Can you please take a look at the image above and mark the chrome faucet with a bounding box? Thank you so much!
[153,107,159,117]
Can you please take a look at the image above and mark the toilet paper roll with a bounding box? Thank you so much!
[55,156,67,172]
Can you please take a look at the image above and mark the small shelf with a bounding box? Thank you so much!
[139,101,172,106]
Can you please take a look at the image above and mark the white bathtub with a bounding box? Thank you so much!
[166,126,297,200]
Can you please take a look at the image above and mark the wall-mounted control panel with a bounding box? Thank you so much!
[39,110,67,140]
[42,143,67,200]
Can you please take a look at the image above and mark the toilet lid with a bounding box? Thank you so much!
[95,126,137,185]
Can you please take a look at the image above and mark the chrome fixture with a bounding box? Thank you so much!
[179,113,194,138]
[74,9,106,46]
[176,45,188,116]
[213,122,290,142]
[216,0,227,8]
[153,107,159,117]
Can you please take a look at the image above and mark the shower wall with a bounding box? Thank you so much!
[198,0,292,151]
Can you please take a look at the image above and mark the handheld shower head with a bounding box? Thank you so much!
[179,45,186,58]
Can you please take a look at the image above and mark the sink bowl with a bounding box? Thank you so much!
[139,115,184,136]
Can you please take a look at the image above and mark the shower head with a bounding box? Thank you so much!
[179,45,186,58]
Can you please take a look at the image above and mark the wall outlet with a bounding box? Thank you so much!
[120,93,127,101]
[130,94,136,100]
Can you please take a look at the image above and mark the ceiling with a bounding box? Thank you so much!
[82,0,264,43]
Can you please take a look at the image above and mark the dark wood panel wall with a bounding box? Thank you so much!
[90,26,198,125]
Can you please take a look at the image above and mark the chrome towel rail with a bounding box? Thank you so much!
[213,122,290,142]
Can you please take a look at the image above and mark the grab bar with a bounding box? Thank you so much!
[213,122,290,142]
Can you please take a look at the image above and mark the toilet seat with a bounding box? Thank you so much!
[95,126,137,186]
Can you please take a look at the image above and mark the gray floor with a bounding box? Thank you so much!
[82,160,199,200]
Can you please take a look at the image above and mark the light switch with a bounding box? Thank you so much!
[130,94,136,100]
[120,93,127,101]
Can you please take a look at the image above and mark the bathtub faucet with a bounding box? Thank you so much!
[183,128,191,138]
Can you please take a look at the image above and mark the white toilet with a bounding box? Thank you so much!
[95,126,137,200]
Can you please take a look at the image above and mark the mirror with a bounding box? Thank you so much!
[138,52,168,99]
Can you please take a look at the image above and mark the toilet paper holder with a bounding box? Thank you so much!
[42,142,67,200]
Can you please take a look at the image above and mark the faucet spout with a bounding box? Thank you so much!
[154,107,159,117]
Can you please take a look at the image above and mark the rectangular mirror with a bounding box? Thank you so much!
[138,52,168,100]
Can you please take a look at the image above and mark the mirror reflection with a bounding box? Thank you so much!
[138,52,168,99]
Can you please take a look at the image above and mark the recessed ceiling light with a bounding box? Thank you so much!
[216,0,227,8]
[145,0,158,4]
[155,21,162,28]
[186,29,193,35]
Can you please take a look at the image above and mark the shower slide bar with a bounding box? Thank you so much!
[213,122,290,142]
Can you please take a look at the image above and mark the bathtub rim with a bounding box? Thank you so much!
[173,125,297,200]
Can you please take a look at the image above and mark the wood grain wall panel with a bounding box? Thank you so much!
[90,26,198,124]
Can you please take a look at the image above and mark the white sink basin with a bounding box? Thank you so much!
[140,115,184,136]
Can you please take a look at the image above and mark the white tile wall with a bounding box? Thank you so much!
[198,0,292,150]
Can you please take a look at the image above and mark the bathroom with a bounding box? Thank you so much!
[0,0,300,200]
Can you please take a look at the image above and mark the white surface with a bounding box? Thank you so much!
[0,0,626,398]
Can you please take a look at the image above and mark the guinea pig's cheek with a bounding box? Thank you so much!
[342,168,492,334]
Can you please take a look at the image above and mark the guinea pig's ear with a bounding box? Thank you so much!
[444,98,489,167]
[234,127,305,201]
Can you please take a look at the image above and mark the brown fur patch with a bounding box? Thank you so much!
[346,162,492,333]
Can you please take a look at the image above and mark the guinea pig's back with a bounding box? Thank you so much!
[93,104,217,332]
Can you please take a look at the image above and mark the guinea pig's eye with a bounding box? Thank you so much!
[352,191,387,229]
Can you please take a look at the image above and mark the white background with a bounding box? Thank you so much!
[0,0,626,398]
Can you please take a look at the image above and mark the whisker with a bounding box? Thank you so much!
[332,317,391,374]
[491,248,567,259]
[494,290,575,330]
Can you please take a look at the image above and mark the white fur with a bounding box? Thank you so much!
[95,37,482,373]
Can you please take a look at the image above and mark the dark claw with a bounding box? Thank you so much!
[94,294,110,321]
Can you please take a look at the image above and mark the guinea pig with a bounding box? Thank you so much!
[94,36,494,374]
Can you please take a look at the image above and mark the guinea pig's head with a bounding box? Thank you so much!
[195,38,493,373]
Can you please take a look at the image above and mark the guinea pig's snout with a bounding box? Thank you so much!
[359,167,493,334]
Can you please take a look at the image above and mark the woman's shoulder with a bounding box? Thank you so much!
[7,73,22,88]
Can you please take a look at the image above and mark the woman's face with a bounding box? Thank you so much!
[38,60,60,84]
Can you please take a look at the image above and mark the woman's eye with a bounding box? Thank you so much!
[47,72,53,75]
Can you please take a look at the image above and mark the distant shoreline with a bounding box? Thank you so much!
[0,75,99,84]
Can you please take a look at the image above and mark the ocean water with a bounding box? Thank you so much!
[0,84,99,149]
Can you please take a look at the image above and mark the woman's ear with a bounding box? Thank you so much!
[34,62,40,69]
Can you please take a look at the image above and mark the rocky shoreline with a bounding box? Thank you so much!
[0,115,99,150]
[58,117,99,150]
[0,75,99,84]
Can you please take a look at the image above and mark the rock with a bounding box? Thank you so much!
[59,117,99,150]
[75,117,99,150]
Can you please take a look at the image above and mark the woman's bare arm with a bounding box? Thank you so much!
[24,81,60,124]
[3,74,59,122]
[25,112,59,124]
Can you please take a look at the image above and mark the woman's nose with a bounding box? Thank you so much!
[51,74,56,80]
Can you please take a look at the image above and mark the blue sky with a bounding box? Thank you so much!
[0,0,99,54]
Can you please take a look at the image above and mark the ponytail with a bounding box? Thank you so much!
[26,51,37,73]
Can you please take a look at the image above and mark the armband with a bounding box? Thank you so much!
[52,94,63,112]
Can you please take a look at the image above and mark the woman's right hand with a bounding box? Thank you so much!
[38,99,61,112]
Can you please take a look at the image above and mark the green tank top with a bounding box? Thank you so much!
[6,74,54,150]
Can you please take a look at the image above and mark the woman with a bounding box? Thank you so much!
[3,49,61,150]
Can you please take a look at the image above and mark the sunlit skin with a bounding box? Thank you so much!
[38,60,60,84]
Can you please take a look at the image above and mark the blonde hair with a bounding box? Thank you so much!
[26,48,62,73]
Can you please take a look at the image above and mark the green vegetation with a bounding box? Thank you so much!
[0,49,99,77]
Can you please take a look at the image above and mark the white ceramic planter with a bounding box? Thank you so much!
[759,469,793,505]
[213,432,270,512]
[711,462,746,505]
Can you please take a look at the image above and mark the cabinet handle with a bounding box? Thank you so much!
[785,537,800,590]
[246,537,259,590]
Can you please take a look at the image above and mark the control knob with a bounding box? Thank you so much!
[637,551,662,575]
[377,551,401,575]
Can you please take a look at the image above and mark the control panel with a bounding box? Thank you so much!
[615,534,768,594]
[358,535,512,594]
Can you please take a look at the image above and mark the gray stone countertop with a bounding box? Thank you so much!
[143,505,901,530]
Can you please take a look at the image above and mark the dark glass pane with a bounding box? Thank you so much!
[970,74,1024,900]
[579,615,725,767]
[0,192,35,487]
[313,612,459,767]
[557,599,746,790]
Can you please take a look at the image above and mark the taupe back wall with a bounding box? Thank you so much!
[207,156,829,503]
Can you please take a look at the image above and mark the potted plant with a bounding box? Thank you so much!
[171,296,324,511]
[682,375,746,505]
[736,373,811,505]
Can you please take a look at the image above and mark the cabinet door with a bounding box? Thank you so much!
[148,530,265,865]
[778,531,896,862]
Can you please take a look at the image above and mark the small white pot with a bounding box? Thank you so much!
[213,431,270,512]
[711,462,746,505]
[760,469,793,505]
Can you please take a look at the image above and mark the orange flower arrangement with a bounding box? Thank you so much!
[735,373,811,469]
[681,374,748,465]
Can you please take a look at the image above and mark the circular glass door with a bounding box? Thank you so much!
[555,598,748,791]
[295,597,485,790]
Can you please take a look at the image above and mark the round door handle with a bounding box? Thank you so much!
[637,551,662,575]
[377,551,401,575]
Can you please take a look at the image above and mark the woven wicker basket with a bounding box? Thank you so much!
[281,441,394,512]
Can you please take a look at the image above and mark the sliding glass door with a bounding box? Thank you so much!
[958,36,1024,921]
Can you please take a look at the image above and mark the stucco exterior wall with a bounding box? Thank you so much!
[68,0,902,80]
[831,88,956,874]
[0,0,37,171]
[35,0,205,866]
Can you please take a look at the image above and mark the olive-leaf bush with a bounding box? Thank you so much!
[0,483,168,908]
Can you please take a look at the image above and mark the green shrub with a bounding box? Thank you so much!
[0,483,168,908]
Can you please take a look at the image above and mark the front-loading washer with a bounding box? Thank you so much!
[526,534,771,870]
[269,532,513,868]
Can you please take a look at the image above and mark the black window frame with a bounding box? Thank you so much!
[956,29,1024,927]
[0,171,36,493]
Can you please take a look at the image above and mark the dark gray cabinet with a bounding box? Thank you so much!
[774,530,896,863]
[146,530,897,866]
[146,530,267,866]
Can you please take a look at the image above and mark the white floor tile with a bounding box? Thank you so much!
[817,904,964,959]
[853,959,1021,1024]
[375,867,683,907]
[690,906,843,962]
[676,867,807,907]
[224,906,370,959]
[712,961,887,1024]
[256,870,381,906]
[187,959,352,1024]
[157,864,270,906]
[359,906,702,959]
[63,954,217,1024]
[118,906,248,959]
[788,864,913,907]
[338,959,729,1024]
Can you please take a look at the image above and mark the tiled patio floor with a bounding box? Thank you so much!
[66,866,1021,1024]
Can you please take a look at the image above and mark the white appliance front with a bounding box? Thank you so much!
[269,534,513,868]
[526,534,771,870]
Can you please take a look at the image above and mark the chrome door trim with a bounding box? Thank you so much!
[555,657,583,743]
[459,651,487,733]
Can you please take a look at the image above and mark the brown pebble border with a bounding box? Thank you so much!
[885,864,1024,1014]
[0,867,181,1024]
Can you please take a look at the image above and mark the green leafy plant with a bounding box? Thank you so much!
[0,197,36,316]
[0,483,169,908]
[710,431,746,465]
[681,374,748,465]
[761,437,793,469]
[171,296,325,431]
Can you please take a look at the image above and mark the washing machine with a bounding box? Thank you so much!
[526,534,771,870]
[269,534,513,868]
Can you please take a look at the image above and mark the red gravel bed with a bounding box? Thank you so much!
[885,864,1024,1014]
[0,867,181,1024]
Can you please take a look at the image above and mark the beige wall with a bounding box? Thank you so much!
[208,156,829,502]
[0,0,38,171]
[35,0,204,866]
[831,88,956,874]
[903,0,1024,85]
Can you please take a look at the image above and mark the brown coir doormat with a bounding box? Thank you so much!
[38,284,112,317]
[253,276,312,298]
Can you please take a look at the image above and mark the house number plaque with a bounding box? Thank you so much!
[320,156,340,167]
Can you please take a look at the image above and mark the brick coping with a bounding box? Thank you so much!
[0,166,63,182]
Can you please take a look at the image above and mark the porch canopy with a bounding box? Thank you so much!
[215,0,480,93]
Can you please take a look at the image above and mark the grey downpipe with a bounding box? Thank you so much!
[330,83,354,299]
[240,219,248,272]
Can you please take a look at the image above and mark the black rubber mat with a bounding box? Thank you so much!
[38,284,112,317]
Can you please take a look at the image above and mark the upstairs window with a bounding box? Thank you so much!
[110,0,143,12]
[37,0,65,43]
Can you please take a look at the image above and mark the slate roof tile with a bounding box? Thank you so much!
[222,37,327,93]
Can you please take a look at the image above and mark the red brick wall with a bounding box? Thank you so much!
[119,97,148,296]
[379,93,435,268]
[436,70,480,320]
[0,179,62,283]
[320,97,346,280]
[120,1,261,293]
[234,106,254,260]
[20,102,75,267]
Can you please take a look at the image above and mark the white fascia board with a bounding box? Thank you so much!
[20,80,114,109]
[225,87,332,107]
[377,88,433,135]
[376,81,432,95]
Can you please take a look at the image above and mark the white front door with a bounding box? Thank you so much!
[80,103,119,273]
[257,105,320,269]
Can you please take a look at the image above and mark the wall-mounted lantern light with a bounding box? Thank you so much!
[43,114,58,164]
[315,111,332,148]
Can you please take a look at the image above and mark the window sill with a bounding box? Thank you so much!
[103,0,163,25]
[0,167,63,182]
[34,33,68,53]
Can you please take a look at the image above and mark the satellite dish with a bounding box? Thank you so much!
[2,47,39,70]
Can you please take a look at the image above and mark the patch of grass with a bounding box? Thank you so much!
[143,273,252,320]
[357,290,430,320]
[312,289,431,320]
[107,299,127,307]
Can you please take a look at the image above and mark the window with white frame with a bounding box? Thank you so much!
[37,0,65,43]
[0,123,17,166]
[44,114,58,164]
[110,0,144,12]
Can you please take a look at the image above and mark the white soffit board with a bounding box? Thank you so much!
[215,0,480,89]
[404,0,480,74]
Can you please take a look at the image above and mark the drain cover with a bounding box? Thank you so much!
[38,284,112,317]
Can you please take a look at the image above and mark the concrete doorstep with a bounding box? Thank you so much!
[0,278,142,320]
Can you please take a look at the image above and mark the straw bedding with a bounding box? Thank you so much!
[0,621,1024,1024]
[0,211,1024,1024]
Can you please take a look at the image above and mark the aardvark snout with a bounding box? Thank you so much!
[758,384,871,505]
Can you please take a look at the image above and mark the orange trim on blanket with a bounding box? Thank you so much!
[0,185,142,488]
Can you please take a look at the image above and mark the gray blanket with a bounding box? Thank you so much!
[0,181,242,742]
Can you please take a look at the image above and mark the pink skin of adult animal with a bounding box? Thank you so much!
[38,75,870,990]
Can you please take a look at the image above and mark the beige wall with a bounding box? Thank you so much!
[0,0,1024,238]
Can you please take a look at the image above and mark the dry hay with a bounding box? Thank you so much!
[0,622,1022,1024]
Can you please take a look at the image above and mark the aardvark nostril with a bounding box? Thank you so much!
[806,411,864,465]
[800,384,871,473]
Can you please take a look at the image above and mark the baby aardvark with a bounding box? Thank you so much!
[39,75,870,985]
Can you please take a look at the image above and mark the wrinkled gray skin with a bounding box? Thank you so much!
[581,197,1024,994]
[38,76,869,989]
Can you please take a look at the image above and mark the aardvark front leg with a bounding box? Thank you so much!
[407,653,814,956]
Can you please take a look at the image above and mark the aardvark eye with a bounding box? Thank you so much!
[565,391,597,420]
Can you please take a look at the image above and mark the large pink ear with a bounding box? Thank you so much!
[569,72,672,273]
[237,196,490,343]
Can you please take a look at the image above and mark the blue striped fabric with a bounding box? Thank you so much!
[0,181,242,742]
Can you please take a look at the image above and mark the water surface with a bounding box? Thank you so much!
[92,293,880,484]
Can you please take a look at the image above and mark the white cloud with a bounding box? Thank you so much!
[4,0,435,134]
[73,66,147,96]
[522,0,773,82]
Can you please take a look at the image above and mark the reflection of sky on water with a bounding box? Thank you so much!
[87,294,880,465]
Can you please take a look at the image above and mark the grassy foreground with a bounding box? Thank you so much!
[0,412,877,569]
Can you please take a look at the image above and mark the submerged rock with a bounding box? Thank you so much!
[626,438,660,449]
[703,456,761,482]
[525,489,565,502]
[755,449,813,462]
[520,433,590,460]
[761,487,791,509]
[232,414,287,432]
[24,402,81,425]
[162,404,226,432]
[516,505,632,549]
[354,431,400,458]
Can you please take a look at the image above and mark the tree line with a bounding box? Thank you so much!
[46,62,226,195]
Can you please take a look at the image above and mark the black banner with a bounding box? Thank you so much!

■ ■ ■ ■ ■

# EXERCISE DESCRIPTION:
Can you repeat the lines from the one with "guinea pig's head" to the one with "[75,117,99,150]", swapping "shoreline" for "coastline" and keeping everything else unchanged?

# SOLUTION TO THE PROBLEM:
Can you please take a look at the image above and mark the guinea pig's head with a bounding box? Thank you so much!
[195,38,493,373]
Can you please take a look at the image above and mark the guinea pig's snout with a bounding box? Thank you so much!
[359,167,493,334]
Can you please take a look at the image above and mark the woman's shoulder with a bounding box? Thank you so much!
[7,73,22,88]
Can you please take a look at the image above and mark the woman's face with a bounding box? Thank you so much!
[38,60,60,84]
Can you please take a look at the image above and mark the woman's eye with a bounding box? Thank you so much!
[47,72,53,75]
Can you please take a look at the image above and mark the distant coastline with a bounding box? Thank you so much!
[0,75,99,84]
Can you please take a look at the image above and mark the ocean water with a bounding box? Thank you so much!
[0,84,99,149]
Can you please take a look at the image above and mark the woman's ear with a bounding box? Thank you so much!
[34,62,40,69]
Can you please take a look at the image above and mark the rocky coastline with a bounding box? Thank you so much!
[0,115,99,150]
[58,117,99,150]
[0,75,99,84]
Can you please take a look at the image above and mark the rock with a bounding box? Thank you so much!
[59,117,99,150]
[75,117,99,150]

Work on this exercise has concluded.